* TEXT EXCERPT:
= = = =
In a post DSRIP era, where sources of value based funding are scarce and community based organizations are still struggling to find a foot in the door partnering with the managed care industry and hospital settings, I thought it would be worth highlighting a few successful initiatives Concern for Independent Living launched in recent years that demonstrate how housing can be the lynchpin for healthcare and recovery.
In 2016, Concern for Independent Living opened the first single site Medicaid Redesign (MRT) mixed use supportive housing program in The Bronx (Norwood Terrace), a 115-unit supportive SRO for high cost Medicaid users living alongside affordable households. In 2017, Concern opened a second MRT mixed use housing program, Renaissance Village (123 apartments) in Middle Island on Long Island.
A pilot program under Medicaid re-design, these pioneering single site programs offer fully furnished studio apartments to chronically homeless adults with the highest healthcare expenses under the working philosophy that “Housing is Healthcare”, that by offering someone a safe and beautiful place to live with limited on site supports, perhaps their healthcare outcomes would improve and costs would eventually go down. MRT housing has since become a well promoted concept in the supportive housing industry and is now a funding requirement of Empire State Supportive Housing Initiative (ESHHI) and other development awards.
= = = =
* AIM OF THE TASK: Please copy the supportive housing text between "A pilot program" and "other development awards.", inclusive, swapping "studio apartments" for "efficiency units". The records come from a different source than the supportive housing text.
= = = =
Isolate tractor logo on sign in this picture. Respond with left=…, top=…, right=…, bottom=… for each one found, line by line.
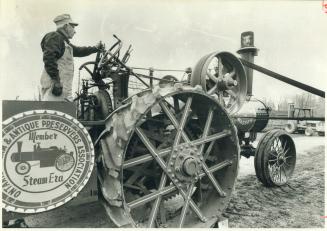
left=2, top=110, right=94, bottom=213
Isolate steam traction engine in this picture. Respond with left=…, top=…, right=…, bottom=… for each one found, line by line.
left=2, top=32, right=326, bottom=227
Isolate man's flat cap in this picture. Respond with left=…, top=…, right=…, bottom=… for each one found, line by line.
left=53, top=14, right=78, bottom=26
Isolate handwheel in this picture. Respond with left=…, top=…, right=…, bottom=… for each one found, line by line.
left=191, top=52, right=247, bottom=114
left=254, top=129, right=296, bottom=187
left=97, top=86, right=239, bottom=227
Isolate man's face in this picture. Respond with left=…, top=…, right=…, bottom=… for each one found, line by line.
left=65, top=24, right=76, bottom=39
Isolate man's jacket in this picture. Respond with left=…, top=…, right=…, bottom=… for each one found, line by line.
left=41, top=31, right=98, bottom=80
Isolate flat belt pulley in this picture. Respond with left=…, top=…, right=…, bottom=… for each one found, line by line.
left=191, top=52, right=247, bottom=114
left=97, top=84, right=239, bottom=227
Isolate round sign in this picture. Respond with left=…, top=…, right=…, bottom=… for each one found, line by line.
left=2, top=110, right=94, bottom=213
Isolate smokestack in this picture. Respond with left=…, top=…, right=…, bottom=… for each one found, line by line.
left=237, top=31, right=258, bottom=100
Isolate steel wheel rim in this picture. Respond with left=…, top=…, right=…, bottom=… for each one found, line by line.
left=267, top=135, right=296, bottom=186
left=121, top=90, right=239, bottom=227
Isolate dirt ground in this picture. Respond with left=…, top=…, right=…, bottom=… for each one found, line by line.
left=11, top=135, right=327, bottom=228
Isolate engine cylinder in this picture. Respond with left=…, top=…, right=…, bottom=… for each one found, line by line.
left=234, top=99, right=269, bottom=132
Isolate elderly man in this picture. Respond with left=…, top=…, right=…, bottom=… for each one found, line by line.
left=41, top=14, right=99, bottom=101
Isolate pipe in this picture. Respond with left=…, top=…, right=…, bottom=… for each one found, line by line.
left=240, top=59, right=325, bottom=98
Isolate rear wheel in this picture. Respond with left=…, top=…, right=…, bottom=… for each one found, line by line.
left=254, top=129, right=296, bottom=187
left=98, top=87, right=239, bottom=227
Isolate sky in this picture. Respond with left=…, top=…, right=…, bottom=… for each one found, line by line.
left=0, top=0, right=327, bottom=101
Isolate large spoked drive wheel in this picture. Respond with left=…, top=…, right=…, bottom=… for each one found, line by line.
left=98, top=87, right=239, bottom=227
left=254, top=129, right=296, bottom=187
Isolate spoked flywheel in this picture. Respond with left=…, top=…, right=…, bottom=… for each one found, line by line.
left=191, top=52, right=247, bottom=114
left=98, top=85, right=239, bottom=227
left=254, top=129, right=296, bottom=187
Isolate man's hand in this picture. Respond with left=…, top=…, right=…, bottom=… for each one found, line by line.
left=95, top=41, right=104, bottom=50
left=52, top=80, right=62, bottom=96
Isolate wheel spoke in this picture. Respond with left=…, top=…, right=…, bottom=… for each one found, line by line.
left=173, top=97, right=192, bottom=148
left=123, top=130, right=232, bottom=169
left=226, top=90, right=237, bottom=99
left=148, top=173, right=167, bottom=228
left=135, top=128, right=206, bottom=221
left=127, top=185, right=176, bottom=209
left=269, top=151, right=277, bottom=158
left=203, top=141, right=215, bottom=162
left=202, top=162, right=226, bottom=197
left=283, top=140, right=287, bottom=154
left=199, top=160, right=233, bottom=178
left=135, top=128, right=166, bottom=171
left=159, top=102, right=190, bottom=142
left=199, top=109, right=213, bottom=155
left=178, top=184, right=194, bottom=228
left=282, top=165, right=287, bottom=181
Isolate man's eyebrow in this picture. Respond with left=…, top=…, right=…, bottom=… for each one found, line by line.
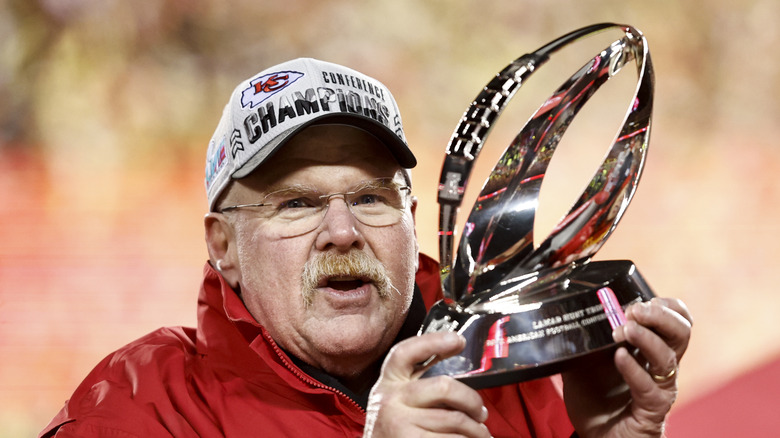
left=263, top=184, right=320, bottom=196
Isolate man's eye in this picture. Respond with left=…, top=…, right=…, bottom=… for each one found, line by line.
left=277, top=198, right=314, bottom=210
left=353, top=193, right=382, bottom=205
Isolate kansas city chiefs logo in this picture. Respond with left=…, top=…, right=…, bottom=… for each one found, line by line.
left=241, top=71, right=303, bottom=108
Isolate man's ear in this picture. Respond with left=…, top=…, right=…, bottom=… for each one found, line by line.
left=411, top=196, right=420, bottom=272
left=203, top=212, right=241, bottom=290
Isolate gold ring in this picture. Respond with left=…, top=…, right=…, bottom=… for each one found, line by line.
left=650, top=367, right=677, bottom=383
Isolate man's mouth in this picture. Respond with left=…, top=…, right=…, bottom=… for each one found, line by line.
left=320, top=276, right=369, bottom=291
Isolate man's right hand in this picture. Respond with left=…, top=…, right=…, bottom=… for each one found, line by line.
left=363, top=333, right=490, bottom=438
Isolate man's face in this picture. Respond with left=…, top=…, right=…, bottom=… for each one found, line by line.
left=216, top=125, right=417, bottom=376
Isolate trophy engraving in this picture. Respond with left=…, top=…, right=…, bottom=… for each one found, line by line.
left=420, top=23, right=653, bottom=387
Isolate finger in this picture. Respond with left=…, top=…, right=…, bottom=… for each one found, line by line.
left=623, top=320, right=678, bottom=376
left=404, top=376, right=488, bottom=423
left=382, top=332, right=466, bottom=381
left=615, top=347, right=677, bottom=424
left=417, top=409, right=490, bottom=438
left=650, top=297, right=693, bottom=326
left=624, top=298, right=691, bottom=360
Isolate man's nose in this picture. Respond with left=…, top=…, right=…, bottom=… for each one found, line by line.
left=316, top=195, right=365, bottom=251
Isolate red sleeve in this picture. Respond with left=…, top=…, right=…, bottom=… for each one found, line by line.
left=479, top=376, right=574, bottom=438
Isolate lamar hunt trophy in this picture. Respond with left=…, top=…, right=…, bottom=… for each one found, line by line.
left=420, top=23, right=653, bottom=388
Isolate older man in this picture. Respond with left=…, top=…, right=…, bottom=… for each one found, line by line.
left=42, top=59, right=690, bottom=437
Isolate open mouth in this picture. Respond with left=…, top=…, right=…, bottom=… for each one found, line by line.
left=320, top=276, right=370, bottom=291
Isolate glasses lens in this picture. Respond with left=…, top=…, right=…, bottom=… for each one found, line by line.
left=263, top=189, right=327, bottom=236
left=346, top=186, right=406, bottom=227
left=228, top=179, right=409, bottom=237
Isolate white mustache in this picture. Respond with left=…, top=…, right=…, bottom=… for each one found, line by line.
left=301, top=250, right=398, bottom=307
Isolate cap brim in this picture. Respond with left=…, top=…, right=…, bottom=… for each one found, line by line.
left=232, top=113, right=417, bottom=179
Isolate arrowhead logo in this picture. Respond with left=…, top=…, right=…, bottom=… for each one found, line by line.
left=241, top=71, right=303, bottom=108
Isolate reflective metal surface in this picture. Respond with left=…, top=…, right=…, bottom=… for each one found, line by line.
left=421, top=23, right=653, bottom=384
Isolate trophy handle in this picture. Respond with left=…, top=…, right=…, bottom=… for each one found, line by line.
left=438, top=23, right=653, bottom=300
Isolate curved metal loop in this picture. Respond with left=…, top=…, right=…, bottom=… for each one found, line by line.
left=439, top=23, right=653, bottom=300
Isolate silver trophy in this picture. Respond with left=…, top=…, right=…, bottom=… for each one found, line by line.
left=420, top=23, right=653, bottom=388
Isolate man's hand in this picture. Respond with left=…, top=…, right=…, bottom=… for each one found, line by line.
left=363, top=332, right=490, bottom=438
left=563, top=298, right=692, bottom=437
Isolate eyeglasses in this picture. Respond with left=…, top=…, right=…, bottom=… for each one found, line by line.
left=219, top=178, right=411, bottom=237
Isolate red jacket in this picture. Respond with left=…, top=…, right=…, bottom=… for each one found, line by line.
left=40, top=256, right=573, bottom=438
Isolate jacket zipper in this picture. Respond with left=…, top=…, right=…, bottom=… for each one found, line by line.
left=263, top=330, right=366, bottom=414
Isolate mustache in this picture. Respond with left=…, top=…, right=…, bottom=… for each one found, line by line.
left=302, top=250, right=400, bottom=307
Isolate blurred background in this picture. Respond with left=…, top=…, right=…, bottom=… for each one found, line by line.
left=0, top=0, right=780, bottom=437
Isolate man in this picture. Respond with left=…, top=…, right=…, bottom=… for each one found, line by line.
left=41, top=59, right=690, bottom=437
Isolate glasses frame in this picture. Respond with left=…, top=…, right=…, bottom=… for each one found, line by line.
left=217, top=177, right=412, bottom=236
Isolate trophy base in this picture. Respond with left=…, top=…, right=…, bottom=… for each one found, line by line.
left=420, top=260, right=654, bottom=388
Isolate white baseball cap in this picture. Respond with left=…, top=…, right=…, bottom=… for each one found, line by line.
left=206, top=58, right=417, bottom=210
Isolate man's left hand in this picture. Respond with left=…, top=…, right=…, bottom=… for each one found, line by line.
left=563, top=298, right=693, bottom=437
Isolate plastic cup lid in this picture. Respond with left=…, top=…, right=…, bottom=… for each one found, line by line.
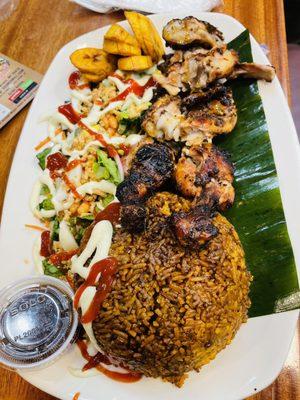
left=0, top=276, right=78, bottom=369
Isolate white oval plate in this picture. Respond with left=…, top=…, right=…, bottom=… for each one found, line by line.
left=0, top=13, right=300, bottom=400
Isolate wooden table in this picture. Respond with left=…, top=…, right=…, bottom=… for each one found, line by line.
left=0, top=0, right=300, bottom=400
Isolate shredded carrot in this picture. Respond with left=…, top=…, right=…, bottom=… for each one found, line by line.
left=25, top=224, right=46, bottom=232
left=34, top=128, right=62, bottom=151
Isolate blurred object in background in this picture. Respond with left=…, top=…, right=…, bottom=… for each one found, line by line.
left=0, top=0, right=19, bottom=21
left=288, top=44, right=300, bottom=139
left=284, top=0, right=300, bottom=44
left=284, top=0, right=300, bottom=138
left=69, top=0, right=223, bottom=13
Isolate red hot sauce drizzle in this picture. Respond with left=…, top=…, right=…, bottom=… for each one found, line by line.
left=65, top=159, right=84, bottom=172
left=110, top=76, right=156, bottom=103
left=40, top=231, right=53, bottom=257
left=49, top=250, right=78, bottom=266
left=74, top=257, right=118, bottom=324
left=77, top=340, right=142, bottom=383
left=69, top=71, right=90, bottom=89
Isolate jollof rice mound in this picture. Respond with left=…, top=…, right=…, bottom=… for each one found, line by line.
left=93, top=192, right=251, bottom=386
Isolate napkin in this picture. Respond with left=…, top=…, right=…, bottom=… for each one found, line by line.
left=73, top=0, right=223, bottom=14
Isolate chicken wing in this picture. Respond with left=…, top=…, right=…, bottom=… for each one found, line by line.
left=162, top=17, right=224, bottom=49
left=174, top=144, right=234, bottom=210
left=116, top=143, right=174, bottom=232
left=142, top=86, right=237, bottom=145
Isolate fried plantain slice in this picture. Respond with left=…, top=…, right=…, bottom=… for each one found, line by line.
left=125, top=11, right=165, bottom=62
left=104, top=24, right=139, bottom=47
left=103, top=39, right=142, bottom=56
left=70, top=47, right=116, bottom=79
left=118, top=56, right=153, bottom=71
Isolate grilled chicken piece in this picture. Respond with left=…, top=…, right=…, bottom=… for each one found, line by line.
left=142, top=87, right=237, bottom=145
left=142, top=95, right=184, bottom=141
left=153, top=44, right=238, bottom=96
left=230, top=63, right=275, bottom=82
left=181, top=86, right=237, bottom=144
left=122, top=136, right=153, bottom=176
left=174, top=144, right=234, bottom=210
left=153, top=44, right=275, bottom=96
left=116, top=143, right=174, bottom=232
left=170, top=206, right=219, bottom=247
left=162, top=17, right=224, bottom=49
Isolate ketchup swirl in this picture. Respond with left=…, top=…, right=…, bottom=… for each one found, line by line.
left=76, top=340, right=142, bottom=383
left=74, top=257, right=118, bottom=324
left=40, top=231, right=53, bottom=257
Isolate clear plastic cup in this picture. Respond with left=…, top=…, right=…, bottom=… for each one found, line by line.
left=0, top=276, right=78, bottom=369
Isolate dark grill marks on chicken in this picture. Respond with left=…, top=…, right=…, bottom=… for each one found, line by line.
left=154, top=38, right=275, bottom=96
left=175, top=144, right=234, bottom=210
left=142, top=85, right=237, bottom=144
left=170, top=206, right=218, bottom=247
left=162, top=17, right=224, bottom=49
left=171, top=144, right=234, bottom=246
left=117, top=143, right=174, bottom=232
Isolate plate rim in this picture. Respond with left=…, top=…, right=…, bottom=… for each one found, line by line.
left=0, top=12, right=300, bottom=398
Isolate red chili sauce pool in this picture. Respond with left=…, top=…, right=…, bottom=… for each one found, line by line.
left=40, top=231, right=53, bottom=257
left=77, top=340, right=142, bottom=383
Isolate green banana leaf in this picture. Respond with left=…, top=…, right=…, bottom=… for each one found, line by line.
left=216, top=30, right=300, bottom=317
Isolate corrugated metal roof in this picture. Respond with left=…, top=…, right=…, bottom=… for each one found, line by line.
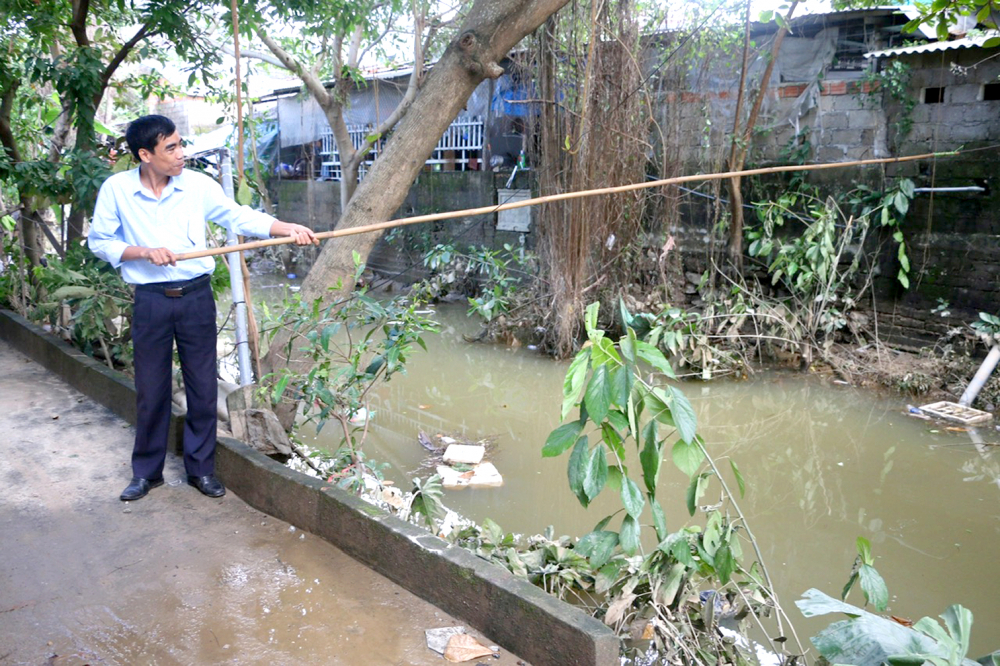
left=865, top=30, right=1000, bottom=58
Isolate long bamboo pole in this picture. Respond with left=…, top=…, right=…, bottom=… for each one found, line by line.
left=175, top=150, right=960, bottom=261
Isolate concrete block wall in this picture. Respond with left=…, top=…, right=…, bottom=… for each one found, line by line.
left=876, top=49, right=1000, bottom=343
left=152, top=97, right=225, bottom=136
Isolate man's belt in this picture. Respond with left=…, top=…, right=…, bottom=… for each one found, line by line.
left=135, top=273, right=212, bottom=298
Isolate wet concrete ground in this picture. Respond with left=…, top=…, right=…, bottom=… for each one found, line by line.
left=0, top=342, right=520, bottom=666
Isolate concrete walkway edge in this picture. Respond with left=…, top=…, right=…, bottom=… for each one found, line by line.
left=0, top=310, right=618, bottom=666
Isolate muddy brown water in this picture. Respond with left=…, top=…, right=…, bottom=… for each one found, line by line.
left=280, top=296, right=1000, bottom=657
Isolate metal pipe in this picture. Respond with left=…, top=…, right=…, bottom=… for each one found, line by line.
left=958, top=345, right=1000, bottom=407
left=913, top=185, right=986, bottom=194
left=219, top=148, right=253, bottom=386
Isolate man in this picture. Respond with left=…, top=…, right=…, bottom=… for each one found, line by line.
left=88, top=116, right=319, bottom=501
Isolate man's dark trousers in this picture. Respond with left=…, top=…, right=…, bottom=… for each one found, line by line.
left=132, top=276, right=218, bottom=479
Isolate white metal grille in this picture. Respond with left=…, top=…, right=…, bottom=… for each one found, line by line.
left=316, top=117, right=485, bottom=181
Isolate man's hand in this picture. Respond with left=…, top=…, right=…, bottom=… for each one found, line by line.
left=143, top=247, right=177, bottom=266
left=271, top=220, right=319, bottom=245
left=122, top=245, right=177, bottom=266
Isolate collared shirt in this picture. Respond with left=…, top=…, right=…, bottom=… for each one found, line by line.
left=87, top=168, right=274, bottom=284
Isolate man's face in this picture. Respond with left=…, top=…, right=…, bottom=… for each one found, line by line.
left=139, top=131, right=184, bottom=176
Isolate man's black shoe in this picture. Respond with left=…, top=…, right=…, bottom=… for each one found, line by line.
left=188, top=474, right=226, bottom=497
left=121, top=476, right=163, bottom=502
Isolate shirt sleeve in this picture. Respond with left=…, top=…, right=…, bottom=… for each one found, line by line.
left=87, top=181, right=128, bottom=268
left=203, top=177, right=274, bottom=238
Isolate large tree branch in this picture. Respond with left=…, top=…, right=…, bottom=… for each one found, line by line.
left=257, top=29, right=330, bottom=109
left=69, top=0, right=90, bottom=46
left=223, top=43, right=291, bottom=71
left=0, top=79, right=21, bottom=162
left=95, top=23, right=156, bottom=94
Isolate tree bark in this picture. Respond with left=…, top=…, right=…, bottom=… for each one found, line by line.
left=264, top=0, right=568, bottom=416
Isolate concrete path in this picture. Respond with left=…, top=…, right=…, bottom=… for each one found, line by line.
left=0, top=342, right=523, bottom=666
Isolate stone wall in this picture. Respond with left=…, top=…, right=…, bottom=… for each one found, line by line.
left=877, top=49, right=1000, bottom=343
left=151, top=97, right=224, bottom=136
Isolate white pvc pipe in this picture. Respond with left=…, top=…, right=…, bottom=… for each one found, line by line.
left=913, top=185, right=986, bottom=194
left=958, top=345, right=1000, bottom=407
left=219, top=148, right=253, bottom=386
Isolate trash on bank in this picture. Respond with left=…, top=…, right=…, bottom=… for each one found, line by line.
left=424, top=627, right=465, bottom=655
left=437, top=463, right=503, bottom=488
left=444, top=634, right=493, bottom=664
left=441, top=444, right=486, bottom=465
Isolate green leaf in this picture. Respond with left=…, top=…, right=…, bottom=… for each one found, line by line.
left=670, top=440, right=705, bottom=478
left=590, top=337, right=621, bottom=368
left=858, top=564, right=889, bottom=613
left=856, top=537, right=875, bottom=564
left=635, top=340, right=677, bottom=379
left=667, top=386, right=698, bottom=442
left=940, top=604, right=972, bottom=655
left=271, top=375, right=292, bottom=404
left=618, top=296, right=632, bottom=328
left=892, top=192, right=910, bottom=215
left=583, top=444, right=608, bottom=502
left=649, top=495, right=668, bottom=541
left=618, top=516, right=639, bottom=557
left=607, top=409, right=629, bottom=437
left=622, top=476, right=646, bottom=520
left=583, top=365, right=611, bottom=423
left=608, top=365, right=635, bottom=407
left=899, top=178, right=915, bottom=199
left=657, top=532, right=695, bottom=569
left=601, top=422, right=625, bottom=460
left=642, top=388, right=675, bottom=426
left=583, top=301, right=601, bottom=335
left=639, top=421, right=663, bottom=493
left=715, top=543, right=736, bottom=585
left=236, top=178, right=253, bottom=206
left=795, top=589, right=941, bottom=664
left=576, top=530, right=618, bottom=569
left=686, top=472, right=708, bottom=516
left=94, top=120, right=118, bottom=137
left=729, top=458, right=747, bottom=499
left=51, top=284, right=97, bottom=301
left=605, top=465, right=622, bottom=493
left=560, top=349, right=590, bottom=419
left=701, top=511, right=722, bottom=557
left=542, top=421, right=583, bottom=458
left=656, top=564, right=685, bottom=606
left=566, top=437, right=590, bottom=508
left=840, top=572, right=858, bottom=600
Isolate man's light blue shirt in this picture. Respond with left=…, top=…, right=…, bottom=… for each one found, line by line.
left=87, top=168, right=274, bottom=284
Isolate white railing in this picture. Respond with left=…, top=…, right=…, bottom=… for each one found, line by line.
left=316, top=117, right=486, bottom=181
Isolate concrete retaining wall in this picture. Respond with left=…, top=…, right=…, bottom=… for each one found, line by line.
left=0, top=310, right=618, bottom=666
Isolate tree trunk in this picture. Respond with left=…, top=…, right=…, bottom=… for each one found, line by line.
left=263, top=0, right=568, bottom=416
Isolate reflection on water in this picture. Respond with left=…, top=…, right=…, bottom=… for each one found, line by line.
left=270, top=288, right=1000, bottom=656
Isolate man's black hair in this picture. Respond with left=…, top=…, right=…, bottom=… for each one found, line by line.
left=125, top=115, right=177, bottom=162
= = = =
* WORKED SOLUTION:
A pilot program under Medicaid re-design, these pioneering single site programs offer fully furnished efficiency units to chronically homeless adults with the highest healthcare expenses under the working philosophy that “Housing is Healthcare”, that by offering someone a safe and beautiful place to live with limited on site supports, perhaps their healthcare outcomes would improve and costs would eventually go down. MRT housing has since become a well promoted concept in the supportive housing industry and is now a funding requirement of Empire State Supportive Housing Initiative (ESHHI) and other development awards.